* Quoted text *
"""

Thanks for responding Peter.
On 30/09/2013 16:45, Peter Karman wrote:
> fwiw, segments are an implementation detail that most code shouldn't
> need to know anything about.
This is good to know.
> show your code, please.
Doing my best to extract something close enough to the original code.
Lots of Moose and fluff culled.
%%% Schema generation %%%
$schema = Lucy::Plan::Schema->new;
$lucy_str = Lucy::Plan::StringType->new;
# schema generated from Moose MOP
for my $attribute ($record_meta->get_all_attributes) {
$schema->spec_field( name => $attribute->name, type => $lucy_str);
}
%%% Indexing %%%
$lucy_indexer = Lucy::Index::Indexer->new(
schema => $schema,
index => $path,
create => 1,
);
#
while ($record = shift) {
%flattened_record = %{$record};
$flattened_record{accessions} = join ' ',@accessions;
# Array of values turned into whitespaced list.

"""

Dataset excerpts on object pointing:
"""

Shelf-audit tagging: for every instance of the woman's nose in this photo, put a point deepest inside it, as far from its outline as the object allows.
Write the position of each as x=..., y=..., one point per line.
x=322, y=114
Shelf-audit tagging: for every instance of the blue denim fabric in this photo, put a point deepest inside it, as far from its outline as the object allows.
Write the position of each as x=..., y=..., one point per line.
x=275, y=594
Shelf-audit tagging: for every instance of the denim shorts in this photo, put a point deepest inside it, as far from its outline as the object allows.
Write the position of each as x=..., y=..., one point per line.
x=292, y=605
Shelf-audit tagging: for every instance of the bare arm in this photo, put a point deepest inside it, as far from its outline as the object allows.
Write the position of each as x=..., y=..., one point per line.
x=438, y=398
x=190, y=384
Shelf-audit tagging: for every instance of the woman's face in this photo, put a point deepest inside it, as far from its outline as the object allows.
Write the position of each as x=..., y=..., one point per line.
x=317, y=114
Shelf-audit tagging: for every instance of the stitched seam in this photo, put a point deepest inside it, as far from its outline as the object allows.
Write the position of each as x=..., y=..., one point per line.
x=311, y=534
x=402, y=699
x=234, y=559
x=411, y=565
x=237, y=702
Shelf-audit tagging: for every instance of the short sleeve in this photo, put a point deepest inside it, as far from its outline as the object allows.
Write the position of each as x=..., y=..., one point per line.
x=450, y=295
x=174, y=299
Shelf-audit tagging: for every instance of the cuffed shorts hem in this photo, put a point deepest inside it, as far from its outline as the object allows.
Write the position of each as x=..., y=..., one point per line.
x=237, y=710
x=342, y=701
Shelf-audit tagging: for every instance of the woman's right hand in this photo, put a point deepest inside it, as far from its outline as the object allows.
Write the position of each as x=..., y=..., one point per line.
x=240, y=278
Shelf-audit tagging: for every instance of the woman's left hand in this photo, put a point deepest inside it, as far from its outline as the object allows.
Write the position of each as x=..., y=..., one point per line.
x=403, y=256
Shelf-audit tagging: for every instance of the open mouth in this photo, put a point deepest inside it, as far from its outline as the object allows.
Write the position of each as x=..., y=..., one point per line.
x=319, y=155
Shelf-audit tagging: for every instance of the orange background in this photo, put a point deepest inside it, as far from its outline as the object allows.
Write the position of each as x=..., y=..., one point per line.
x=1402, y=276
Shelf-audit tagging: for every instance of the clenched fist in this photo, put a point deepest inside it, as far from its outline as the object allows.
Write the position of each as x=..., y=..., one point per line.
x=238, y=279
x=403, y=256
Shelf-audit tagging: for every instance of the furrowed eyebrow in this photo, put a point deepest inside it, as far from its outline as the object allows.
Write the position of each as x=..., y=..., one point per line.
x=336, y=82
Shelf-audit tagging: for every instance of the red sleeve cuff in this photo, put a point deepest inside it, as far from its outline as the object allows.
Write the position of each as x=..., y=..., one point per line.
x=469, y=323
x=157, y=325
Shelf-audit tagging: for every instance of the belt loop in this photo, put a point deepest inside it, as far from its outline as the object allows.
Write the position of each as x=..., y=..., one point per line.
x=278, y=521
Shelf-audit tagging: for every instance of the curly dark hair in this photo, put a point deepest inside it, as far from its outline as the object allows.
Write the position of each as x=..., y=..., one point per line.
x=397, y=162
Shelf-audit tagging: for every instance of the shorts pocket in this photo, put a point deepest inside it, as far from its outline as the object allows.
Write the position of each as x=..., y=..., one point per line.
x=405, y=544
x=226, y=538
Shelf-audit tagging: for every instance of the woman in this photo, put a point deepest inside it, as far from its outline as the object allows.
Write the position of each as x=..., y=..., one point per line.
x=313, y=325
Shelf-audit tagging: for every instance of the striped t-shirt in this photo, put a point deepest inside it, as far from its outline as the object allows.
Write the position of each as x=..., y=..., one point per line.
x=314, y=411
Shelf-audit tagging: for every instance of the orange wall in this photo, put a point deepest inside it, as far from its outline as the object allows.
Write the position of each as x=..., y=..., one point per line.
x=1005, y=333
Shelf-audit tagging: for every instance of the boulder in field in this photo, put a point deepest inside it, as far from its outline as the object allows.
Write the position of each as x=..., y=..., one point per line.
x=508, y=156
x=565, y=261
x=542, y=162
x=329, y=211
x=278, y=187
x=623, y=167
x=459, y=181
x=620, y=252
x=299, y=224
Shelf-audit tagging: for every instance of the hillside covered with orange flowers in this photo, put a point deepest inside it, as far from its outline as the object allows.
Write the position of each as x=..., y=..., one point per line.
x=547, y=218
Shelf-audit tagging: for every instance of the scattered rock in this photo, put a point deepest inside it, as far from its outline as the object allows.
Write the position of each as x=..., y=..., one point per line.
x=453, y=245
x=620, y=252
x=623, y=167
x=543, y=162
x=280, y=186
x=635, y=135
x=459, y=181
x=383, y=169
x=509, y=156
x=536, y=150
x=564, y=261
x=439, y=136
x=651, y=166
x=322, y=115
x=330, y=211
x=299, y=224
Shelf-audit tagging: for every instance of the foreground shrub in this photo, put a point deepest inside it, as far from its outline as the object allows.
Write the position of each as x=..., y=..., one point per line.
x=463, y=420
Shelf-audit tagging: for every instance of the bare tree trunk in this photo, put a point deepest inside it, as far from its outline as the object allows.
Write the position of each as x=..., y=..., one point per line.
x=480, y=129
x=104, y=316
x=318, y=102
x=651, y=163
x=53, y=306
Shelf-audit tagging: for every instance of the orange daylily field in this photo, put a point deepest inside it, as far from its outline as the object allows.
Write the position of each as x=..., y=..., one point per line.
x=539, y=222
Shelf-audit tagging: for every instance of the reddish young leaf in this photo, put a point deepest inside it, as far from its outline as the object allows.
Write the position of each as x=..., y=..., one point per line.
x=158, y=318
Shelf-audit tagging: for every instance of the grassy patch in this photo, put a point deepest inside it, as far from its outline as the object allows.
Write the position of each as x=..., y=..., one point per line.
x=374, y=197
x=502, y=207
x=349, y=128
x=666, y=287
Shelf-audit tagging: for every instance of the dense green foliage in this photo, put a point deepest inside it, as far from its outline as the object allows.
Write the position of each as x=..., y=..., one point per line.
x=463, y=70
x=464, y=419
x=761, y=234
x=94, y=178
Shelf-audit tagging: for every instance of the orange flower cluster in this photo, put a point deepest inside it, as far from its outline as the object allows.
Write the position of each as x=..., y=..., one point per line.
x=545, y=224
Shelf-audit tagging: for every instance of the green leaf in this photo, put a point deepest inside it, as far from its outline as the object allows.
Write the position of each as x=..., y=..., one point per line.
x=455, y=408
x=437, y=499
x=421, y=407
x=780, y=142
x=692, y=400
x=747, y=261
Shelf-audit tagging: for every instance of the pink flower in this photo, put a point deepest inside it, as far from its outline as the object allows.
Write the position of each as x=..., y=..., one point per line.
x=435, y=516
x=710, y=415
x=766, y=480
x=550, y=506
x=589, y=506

"""

* Required tasks *
1. In the message, which field type does the code assign to every field it adds to the schema?
2. Turn the lines of the listing into a numbered list. Start at the line that contains "Shelf-audit tagging: for every instance of the red sleeve" and stop after the line that contains "x=1005, y=333".

* Responses *
1. Lucy::Plan::StringType

2.
1. Shelf-audit tagging: for every instance of the red sleeve cuff in this photo, put a point deepest inside it, as far from its outline as the object allows.
2. Write the position of each as x=..., y=..., one point per line.
3. x=469, y=323
4. x=157, y=325
5. Shelf-audit tagging: for every instance of the belt loop in this photo, put a point deepest inside it, as far from its outline as the object allows.
6. Write the position of each as x=..., y=..., one point per line.
7. x=278, y=521
8. Shelf-audit tagging: for every instance of the curly dark hair in this photo, put a point deepest inside it, as far from its outline as the object allows.
9. Write the position of each as x=..., y=..., one point per line.
10. x=397, y=162
11. Shelf-audit tagging: for every instance of the shorts pocket in this photo, put a point deepest inside it, as far from its outline as the object allows.
12. Write the position of each as x=..., y=..., one point per line.
13. x=405, y=544
14. x=226, y=538
15. Shelf-audit tagging: for every instance of the woman in this photo, put a point deepest inside it, as far from its outline as the object allows.
16. Write the position of each as x=..., y=..., one point per line.
17. x=313, y=325
18. Shelf-audit tagging: for every instance of the striped t-shirt in this photo, put a point deepest inside it, as far from its outline as the object allows.
19. Write the position of each as x=..., y=..., one point per line.
20. x=314, y=411
21. Shelf-audit tagging: for every instance of the orange wall in this photo, put a point deepest inside it, as far from its outline as the object allows.
22. Write the position of each as x=..., y=..., one point per line.
23. x=1005, y=333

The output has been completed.